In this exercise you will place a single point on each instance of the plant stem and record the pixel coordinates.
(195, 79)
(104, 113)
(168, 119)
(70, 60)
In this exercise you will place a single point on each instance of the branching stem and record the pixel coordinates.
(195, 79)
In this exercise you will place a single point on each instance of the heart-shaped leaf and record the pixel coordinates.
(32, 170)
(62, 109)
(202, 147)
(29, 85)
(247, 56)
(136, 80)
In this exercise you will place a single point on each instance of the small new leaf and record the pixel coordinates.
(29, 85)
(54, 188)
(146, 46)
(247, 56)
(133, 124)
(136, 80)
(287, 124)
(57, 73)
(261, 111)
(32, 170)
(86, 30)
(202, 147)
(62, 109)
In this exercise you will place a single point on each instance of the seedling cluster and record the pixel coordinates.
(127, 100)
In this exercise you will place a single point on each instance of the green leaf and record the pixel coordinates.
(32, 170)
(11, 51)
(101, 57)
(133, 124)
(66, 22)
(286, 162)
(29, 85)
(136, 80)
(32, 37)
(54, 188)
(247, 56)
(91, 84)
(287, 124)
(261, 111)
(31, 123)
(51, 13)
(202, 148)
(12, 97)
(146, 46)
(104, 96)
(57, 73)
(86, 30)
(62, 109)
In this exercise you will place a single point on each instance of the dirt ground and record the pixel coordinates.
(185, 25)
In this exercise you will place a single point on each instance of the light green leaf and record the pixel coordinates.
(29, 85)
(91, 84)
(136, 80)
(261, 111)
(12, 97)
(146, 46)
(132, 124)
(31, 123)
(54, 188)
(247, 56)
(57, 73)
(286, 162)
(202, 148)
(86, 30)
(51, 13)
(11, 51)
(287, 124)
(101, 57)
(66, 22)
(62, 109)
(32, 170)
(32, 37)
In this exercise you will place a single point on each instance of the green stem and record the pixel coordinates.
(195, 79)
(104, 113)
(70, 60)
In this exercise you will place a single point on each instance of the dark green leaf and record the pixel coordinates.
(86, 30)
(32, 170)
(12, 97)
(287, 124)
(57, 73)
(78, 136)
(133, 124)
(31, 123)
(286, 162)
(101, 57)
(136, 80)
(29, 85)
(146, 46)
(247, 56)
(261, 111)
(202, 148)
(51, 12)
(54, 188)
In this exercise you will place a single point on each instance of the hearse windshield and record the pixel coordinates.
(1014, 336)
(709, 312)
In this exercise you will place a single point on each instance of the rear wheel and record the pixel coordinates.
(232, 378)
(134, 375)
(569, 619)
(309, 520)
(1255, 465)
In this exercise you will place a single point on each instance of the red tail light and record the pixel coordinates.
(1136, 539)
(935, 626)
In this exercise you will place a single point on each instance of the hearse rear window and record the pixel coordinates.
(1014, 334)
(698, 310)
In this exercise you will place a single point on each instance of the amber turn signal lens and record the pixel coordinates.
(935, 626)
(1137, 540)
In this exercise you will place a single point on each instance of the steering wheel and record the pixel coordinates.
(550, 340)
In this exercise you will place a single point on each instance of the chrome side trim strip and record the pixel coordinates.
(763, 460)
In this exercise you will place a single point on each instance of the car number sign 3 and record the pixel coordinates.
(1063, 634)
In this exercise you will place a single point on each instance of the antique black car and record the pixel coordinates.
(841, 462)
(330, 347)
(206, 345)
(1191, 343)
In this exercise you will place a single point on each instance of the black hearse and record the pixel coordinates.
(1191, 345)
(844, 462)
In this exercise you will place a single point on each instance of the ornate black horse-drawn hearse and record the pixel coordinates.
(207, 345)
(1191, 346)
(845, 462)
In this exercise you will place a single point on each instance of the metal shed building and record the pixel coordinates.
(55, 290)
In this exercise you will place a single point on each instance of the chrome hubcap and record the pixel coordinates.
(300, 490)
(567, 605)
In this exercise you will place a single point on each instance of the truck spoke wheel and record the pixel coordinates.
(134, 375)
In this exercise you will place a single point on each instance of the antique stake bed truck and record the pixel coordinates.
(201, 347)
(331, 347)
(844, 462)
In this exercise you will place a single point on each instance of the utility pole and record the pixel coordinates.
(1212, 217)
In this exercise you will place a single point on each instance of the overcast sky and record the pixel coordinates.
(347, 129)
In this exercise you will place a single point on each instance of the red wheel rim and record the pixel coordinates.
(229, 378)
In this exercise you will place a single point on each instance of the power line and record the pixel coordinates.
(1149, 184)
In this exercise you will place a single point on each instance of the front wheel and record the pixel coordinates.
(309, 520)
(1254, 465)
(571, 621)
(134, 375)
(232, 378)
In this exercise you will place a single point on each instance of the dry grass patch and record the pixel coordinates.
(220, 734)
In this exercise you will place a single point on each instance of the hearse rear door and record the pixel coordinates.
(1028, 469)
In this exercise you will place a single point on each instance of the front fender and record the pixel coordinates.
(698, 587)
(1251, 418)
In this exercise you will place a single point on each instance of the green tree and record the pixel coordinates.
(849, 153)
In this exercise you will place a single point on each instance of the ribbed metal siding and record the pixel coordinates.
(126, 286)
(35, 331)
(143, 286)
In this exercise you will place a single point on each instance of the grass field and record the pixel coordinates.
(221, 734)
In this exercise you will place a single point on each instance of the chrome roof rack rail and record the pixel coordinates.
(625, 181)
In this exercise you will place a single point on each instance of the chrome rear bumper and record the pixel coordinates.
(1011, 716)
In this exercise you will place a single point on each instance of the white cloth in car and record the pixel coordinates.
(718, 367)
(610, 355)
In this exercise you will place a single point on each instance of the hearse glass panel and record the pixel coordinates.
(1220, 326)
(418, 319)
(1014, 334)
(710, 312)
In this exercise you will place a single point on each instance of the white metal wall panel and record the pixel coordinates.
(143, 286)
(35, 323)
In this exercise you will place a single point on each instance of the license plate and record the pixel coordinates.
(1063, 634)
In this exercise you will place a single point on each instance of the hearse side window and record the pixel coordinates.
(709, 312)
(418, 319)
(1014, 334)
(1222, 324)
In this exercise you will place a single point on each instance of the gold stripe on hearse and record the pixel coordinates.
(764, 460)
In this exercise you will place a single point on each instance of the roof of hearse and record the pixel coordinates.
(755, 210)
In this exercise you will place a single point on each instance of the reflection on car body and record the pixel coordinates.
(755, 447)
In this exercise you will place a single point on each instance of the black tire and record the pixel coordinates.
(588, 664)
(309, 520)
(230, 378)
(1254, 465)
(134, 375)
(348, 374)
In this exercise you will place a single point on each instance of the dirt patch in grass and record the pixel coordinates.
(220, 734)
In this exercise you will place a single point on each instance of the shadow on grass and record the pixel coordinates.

* * * * *

◆ Work required
Copy the items above word for word, from the line containing "on hearse and record the pixel coordinates." through the last line of the items, including both of those lines.

◆ Correct output
In this exercise you will place a single point on each instance of the gold stripe on hearse and record the pixel coordinates.
(764, 460)
In this exercise you will place a single point on each instance of the roof of hearse and record the pixel coordinates.
(755, 210)
In this exercise you will place a single point on each instance of the reflection on car body and record the pixel coordinates.
(755, 447)
In this exercise you will place a single point on each instance of the black tire and record the pixel coordinates.
(588, 664)
(309, 520)
(230, 378)
(1254, 465)
(134, 375)
(348, 374)
In this exercise you will place a single point on each instance of the dirt patch in grass and record the pixel coordinates.
(220, 734)
In this exercise you will place a single point on each instance of the shadow on grass and record the pixel coordinates.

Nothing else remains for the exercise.